── EXTRAIT RETENU

Texte intégral
J.-P. Chapel-. Les Corses ont dit " non " au référendum qui les invitaient à fusionner les deux départements en une seule collectivité territoriale. Est-ce que c'est grave ce " non " ?
- "C'est une réforme gâchée. Il y avait une volonté, depuis plusieurs années, affirmée notamment par L. Jospin, de faire évoluer la Corse, de lui donner des institutions plus adaptées et c'était un enjeu. Est-ce qu'il fallait pour autant un référendum ? Est-ce qu'il fallait l'organiser tel qu'il a été fixé par le Gouvernement ? Nous, nous avions prévenu ; nous avions dit : " si on veut donner sa chance à cette réforme, il faut l'expliquer, il faut dialoguer avec les Corses, il faut y passer du temps et il faut ensuite la faire passer là où elle doit être, c'est-à-dire d'abord au Parlement, puis ensuite, éventuellement, une consultation. " Le Gouvernement a voulu - c'est sa méthode - passer en force, précipiter le mouvement, fixer une date dont on savait très bien qu'elle était dangereuse. Consulter la population en Corse, le 6 juillet, alors qu'il y avait eu et qu'il y a encore un conflit sur les retraites, qu'il y a un mécontentement dans la fonction publique, qu'il y a ce procès Erignac qui se trouve aujourd'hui encore en discussion, qu'il y a eu en plus une intervention du Premier ministre, du ministre de l'Intérieur, plusieurs fois - huit fois - sur l'île -, qu'il y a eu ce meeting raté avec les deux autorités de l'Etat, juchées sur des chaises pour faire passer leur message... Tout cela, on le savait, donnait les pires conditions pour le scrutin. Et la réponse, souvent, elle est à une autre question que celle qui était posée : on interrogeait les Corses sur le statut, ils ont répondu de multiples manières, mais par une seule majorité, c'est le " non. " "
Vous, au Parti socialiste, vous appeliez à voter " oui. " Donc, d'une certaine manière, c'est aussi un désaveu du Parti socialiste ?
- "Je ne suis pas sûr qu'on pourra dire ça. Nous, nous disions tout simplement que cette réforme, le statut de la Corse, une assemblée régionale ayant plus de compétences et de pouvoirs, c'était utile, puisque c'était, de plus, une réforme lancée par le gouvernement de L. Jospin, auquel nous avions donné notre accord. "
Et qui n'a pas eu plus de succès...
- "Mais si les Corses n'avaient jugé que la réforme, peut-être que la décision aurait été différente. Là, il y a eu de la part du Gouvernement, de la part de N. Sarkozy..."

────
── DOCUMENTS FOURNIS

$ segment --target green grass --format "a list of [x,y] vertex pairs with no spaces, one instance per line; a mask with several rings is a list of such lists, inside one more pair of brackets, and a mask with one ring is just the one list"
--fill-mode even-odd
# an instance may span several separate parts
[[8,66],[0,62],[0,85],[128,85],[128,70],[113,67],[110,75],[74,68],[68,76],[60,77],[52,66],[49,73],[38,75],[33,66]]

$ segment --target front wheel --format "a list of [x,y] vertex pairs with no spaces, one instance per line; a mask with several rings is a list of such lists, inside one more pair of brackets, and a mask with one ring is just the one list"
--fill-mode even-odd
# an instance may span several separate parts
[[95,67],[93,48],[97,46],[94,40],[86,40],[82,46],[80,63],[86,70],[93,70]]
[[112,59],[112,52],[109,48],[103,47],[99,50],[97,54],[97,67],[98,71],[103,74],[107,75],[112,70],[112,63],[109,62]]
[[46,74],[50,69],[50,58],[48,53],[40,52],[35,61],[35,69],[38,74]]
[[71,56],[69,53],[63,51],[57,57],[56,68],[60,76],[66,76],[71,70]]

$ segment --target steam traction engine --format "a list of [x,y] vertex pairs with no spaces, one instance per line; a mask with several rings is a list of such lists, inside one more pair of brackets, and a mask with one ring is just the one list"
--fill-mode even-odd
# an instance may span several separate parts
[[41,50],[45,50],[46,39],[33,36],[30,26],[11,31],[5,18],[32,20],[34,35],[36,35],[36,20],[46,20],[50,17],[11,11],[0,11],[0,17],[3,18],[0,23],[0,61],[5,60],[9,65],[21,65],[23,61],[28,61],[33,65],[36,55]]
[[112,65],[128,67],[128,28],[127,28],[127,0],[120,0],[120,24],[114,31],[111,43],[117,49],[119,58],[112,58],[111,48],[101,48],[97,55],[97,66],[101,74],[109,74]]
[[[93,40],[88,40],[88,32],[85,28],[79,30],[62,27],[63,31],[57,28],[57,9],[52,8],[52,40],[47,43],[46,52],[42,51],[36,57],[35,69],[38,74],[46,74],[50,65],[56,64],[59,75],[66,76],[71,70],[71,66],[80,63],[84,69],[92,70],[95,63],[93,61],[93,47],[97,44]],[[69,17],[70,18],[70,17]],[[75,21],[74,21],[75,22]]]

────

*CONSIGNE*.
Réécrivez le passage de l'entretien sur le référendum corse, en commençant par « Vous, au Parti » et en allant jusqu'à « plus de succès... », avec « PS » à la place de « Parti socialiste ».

*RÉSULTAT*.
Vous, au PS, vous appeliez à voter " oui. " Donc, d'une certaine manière, c'est aussi un désaveu du PS ?
- "Je ne suis pas sûr qu'on pourra dire ça. Nous, nous disions tout simplement que cette réforme, le statut de la Corse, une assemblée régionale ayant plus de compétences et de pouvoirs, c'était utile, puisque c'était, de plus, une réforme lancée par le gouvernement de L. Jospin, auquel nous avions donné notre accord. "
Et qui n'a pas eu plus de succès...